→ **Task**
Copy out every line of the listing below, adding -49 to each x and y coordinate in the outlines after the line beginning "Coordinates are whole pixels" while keeping the numbers under "sample:" unchanged. Leave the picture out of your copy.
━━━━━━━━━━━━━━━━━━━━━━━━━━━━━━
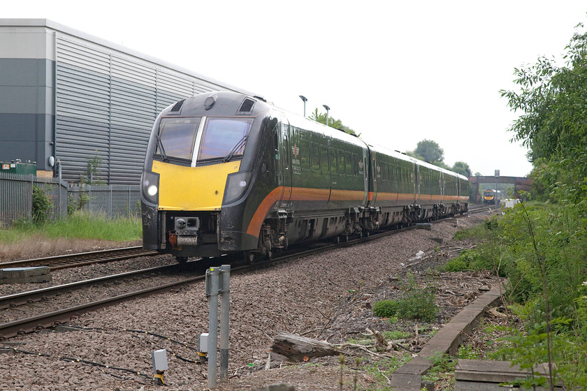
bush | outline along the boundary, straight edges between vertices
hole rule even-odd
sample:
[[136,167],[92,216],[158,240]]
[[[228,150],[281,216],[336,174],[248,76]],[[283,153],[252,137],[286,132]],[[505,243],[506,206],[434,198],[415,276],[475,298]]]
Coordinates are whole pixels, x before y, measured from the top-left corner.
[[404,319],[416,319],[432,322],[438,313],[434,302],[434,286],[428,284],[420,288],[416,284],[414,275],[408,274],[403,287],[405,295],[396,300],[382,300],[373,304],[373,313],[382,318],[398,316]]
[[400,305],[396,300],[381,300],[373,304],[373,313],[379,318],[391,318],[398,313]]
[[44,224],[53,207],[51,198],[45,189],[36,185],[33,186],[33,221],[36,224]]
[[398,315],[406,319],[416,319],[433,322],[438,314],[438,307],[434,303],[435,295],[433,287],[414,290],[405,299],[398,301]]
━━━━━━━━━━━━━━━━━━━━━━━━━━━━━━
→ **Result of the exercise**
bush | outline along the boundary, straight edges between vertices
hole rule even-odd
sample:
[[136,167],[92,216],[158,240]]
[[[228,150],[281,216],[336,174],[248,76]],[[283,153],[252,137],[286,132]],[[505,243],[506,206],[434,198],[415,276],[475,298]]]
Coordinates are whole pixels, x before y, measured from the top-left corner.
[[355,270],[367,270],[383,273],[389,264],[385,253],[385,237],[379,235],[371,239],[367,235],[365,226],[359,225],[354,238],[356,246],[347,251],[333,251],[324,255],[324,264],[333,269],[349,267]]
[[351,256],[347,251],[332,251],[324,255],[324,264],[330,269],[342,269],[349,264]]
[[-5,175],[4,158],[2,149],[-4,140],[-13,136],[-16,137],[-16,172],[-13,175]]
[[349,266],[357,270],[367,270],[384,273],[389,265],[389,258],[385,254],[386,246],[384,238],[365,241],[356,250],[349,252]]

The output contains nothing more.